-- Begin DATA SECTION --

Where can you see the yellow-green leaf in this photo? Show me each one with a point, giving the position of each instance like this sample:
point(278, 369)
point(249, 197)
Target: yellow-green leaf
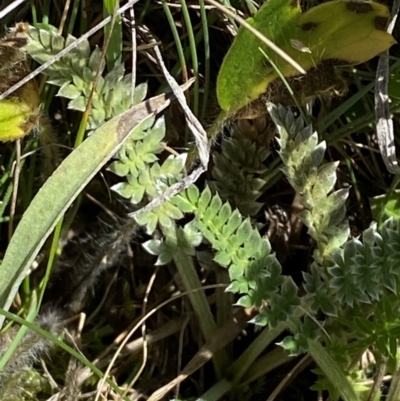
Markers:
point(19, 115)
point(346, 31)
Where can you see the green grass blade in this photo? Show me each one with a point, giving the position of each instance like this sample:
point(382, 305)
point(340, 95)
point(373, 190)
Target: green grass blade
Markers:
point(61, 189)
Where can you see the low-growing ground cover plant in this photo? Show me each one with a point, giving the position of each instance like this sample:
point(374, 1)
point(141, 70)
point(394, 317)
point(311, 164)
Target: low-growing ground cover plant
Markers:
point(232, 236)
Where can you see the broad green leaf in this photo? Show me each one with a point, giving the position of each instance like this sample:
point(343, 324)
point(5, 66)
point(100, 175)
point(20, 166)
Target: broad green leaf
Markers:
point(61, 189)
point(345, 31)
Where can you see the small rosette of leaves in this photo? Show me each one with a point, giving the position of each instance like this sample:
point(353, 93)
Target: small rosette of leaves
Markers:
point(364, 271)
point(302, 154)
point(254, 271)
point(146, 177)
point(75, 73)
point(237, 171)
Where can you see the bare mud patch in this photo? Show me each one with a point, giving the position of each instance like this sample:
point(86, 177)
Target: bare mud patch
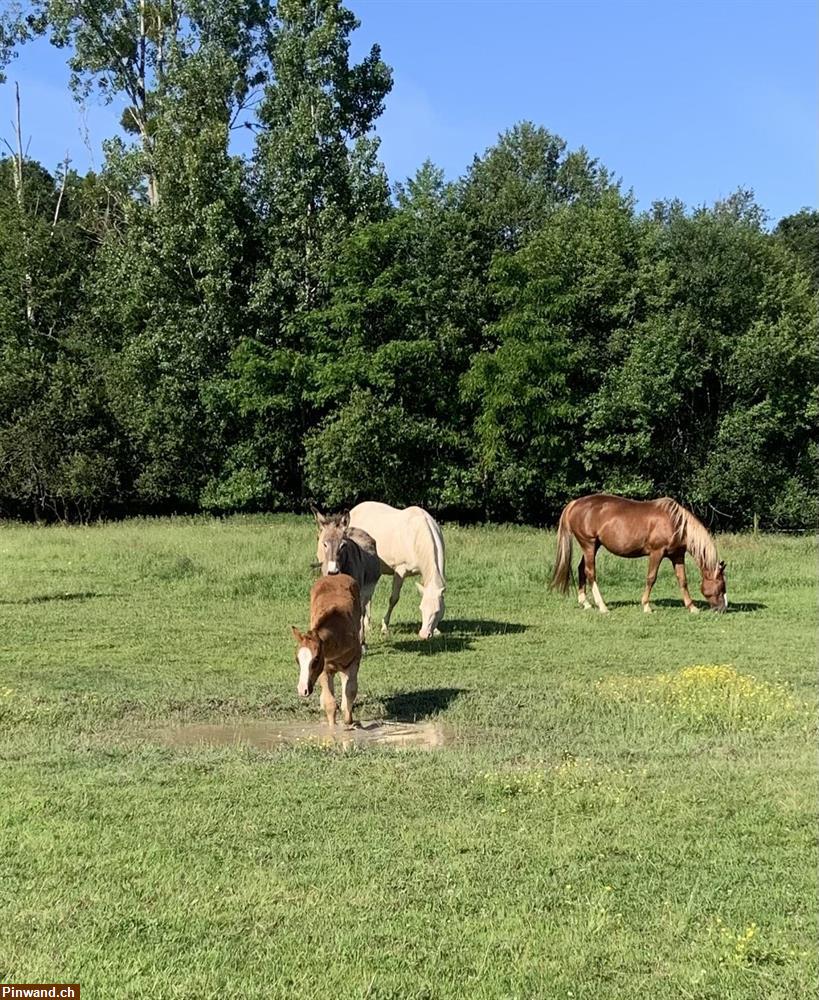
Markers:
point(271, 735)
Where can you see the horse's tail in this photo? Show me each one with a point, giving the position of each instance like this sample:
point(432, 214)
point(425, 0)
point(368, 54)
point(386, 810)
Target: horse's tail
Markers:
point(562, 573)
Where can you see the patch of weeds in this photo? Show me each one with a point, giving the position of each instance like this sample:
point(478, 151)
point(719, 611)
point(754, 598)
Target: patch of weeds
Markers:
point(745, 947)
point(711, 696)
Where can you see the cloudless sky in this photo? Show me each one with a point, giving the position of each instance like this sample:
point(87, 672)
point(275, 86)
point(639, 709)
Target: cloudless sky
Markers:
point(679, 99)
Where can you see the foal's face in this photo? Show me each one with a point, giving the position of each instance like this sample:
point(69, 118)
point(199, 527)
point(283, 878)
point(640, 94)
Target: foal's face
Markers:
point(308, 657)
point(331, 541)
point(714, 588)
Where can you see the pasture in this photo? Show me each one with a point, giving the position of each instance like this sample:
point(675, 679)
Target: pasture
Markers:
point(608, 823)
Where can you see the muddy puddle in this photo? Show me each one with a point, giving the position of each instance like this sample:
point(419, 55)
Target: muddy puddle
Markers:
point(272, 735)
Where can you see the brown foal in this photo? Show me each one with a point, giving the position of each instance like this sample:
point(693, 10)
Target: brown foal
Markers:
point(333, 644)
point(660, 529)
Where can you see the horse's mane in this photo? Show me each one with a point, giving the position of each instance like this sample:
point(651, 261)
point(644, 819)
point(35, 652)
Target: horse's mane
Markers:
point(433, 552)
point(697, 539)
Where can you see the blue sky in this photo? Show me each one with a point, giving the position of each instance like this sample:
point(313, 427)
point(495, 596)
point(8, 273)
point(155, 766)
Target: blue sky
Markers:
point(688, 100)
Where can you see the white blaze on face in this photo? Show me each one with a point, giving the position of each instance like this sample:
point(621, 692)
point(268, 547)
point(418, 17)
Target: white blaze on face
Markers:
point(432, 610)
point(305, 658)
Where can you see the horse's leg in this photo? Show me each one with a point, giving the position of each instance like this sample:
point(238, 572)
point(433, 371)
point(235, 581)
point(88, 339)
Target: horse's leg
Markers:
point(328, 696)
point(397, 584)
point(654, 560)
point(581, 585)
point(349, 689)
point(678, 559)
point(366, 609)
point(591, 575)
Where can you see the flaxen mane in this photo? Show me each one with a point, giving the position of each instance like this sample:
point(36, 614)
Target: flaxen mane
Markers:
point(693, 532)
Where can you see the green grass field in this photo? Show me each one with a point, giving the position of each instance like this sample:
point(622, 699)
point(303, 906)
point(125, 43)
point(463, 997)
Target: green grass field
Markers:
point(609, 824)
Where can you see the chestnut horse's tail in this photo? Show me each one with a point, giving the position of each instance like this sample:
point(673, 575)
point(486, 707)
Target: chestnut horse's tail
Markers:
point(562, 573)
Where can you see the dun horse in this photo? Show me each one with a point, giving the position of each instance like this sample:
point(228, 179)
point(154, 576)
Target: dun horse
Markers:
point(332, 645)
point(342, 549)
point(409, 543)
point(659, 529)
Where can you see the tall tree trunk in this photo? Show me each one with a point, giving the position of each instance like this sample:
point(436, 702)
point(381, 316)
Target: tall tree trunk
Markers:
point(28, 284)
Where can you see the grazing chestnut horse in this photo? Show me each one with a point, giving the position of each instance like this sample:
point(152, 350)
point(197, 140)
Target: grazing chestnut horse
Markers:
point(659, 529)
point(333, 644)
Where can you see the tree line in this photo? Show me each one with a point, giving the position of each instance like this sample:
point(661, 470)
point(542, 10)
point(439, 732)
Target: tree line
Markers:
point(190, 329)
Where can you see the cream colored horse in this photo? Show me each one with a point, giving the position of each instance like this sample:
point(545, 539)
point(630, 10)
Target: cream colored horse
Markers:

-- End DATA SECTION --

Please change "dun horse" to "bay horse" in the stretch of entries from the line containing "Where can you see the dun" through the line containing "point(28, 284)", keeping everything else the same. Give back only those lines.

Where can you see the bay horse in this photo? Show me each one with a point, giving the position of each instance like this sample:
point(228, 179)
point(154, 576)
Target: bay horse
Markers:
point(332, 645)
point(342, 549)
point(409, 543)
point(659, 529)
Where can you see the tall tree trunk in this photo? Show me each one with a point, giving the position of each instance like this sample:
point(436, 702)
point(381, 316)
Target: tall tree trunk
Markers:
point(28, 284)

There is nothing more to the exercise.